<<<<
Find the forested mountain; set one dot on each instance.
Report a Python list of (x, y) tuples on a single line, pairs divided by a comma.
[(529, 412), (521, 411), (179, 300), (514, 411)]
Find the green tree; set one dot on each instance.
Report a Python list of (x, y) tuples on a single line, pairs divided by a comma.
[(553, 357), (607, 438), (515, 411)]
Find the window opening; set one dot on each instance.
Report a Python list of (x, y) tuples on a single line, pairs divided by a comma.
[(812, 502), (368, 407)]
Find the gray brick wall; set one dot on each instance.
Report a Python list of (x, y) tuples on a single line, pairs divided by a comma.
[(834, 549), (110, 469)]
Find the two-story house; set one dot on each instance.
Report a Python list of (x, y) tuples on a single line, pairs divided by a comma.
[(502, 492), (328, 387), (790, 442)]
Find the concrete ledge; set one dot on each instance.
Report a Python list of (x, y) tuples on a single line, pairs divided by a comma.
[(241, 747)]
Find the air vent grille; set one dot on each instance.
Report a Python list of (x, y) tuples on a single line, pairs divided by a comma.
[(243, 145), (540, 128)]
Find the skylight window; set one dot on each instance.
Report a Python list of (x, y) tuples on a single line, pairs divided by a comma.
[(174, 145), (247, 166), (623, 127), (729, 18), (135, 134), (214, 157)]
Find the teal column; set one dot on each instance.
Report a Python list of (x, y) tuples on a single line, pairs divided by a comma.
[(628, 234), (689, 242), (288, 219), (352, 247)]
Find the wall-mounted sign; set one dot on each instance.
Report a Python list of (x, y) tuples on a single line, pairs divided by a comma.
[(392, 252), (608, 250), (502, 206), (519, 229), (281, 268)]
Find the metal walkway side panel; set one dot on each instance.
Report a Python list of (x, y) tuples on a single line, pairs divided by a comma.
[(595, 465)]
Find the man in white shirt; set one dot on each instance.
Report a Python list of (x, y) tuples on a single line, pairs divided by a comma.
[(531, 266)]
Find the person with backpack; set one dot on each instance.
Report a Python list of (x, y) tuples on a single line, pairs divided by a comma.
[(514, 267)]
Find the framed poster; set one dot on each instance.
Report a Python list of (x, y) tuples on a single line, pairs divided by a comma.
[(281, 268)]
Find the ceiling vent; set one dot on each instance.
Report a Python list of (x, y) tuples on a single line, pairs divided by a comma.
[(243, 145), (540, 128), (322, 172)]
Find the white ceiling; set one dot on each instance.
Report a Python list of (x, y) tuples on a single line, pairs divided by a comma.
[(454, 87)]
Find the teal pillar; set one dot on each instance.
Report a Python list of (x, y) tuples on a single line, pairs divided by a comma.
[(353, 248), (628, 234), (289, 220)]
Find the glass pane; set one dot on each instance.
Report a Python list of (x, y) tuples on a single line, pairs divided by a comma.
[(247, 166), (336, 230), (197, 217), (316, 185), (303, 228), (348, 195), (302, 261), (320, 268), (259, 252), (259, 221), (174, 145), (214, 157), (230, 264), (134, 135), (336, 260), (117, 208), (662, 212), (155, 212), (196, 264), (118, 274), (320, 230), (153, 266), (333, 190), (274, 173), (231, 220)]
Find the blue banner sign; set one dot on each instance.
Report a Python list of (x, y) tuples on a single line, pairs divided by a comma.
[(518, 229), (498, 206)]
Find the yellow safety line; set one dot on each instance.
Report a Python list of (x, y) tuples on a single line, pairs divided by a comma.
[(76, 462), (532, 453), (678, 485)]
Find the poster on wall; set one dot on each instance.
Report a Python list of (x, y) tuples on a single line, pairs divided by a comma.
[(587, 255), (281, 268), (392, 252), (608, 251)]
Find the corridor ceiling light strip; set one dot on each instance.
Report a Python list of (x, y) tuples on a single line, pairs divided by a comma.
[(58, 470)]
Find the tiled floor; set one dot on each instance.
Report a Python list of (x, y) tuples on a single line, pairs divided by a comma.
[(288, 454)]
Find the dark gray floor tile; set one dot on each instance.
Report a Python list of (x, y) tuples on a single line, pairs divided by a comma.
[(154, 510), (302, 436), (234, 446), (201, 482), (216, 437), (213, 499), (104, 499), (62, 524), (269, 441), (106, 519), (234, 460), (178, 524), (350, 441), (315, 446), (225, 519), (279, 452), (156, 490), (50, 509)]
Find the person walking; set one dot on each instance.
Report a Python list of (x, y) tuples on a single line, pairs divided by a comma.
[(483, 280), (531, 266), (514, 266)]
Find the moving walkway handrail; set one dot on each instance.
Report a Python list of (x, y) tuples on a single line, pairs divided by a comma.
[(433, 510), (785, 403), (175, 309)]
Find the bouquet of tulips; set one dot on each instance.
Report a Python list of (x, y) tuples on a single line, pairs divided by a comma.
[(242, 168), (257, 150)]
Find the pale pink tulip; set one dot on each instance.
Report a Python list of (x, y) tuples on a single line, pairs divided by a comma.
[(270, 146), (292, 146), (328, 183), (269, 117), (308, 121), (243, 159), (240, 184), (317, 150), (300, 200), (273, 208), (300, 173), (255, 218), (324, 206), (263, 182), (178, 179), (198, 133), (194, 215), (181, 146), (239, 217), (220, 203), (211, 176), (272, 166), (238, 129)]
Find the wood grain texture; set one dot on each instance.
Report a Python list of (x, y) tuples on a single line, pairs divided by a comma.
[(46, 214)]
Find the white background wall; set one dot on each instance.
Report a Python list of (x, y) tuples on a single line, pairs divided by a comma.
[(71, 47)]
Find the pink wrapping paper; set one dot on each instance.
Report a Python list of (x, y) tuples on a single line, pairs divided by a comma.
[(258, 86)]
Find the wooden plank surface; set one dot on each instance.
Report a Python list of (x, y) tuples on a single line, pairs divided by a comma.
>>>>
**EXERCISE DIRECTIONS**
Count every line in the entries above where the word "teal" appears; respond with the number alone.

**RESPONSE TO THE TASK**
2